> _TASK TO CARRY OUT_:
Gather every line in the records that contains the string "vintage", counting only matches with the same case.

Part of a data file
******************************

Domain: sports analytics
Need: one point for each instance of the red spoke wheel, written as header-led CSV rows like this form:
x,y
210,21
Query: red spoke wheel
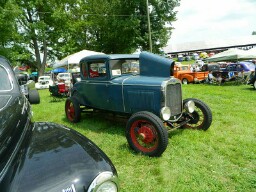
x,y
72,109
146,134
201,118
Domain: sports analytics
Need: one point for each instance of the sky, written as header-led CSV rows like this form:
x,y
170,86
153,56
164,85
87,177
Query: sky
x,y
201,20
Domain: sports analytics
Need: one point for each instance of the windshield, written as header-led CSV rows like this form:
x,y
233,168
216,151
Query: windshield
x,y
5,83
124,66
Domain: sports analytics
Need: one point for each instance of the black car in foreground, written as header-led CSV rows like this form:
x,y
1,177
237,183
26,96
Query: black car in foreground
x,y
45,156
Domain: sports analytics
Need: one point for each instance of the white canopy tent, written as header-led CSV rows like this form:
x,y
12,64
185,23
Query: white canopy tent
x,y
74,58
228,55
250,54
233,55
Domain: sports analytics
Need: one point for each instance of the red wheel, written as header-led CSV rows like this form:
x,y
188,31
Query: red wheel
x,y
72,110
146,134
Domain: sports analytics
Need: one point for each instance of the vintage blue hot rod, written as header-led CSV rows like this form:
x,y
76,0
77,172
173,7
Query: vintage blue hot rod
x,y
45,156
143,88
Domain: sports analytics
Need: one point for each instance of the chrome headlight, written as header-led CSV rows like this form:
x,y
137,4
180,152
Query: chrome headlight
x,y
190,106
104,182
165,113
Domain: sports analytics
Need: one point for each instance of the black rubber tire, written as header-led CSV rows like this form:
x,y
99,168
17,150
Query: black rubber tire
x,y
72,110
184,81
153,131
33,96
202,115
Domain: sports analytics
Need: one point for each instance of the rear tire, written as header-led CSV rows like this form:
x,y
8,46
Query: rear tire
x,y
201,118
146,134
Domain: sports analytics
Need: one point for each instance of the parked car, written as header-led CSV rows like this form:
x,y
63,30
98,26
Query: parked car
x,y
186,76
27,87
246,67
252,79
148,95
44,82
64,76
45,156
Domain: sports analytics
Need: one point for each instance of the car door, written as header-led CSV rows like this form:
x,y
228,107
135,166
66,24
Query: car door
x,y
96,85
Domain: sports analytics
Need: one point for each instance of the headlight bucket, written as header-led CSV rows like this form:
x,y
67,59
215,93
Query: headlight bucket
x,y
190,106
105,181
165,113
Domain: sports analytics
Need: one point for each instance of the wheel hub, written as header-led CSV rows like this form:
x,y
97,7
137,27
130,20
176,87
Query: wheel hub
x,y
146,134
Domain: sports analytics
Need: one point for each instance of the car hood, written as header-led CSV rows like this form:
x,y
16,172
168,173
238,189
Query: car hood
x,y
54,158
139,80
155,65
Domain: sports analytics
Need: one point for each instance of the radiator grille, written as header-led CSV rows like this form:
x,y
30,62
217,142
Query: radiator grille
x,y
174,98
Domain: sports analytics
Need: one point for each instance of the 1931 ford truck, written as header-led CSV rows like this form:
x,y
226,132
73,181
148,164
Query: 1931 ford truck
x,y
143,88
45,156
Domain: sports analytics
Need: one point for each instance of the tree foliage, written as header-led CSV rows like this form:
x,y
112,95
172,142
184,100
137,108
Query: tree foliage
x,y
40,30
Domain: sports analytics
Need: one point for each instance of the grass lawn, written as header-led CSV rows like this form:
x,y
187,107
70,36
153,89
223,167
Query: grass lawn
x,y
222,158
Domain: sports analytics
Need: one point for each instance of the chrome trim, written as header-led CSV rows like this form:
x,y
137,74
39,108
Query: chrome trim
x,y
10,78
101,178
6,102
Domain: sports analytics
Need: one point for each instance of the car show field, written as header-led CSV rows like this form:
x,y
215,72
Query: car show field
x,y
221,159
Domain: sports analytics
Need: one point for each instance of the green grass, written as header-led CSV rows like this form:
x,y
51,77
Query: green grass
x,y
222,158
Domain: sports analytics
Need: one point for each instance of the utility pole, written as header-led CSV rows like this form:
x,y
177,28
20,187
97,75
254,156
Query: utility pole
x,y
149,29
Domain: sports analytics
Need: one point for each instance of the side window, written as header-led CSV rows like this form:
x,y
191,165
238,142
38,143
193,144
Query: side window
x,y
97,69
5,83
83,70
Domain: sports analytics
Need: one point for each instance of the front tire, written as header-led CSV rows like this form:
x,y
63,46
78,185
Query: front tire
x,y
201,118
72,109
33,96
146,134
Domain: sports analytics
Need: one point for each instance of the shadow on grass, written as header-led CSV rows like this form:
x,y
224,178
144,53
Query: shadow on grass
x,y
100,122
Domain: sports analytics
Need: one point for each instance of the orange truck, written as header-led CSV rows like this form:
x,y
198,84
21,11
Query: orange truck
x,y
183,73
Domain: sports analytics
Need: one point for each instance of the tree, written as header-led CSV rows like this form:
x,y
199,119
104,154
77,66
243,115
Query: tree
x,y
41,30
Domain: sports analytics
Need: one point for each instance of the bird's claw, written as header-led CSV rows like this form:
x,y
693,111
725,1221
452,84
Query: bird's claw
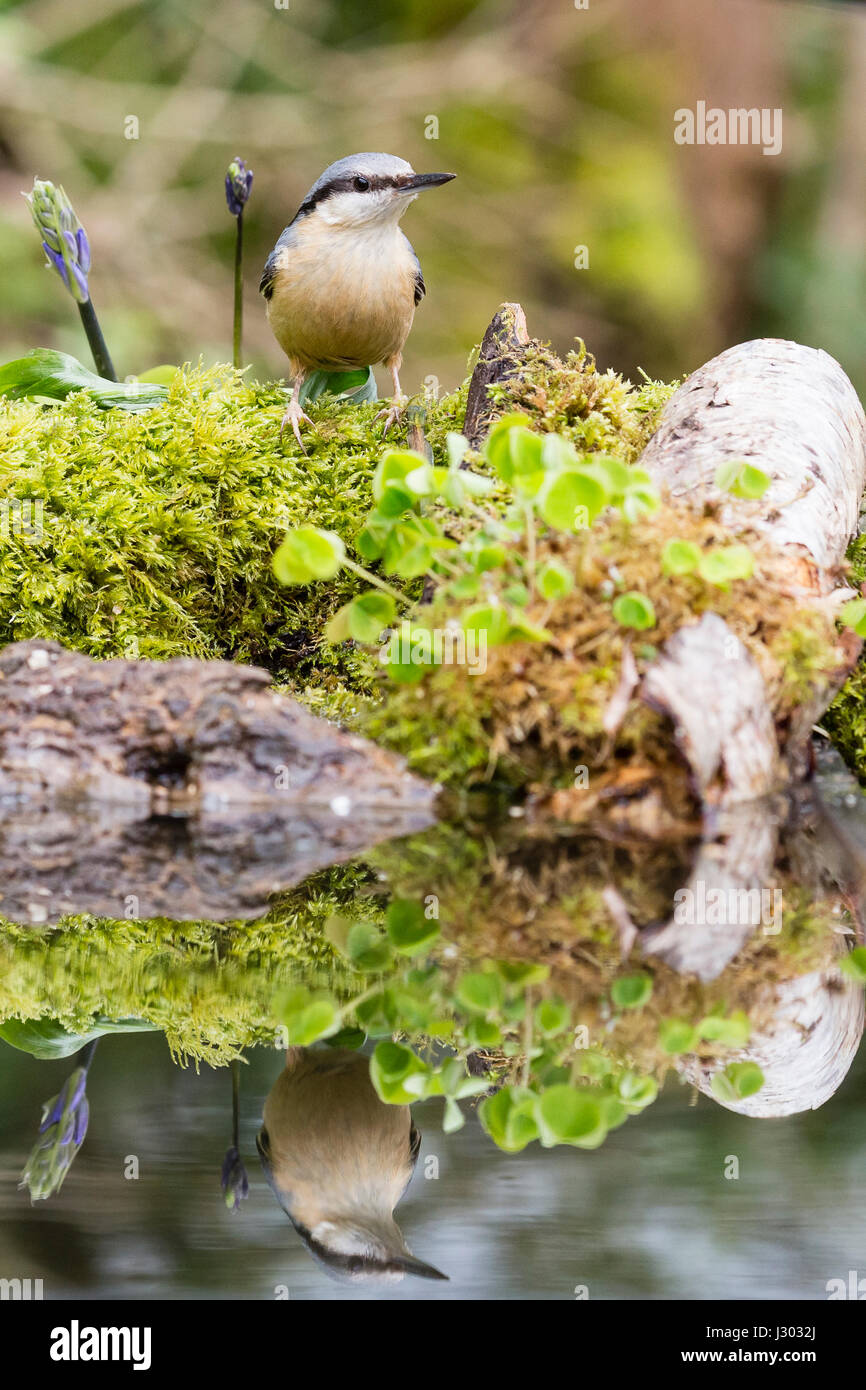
x,y
293,414
392,413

******************************

> _ANSWER FOR THE TASK_:
Need: one point for each instance of the vintage blue hot rod, written as header-led CSV rows like this form:
Query: vintage blue hot rod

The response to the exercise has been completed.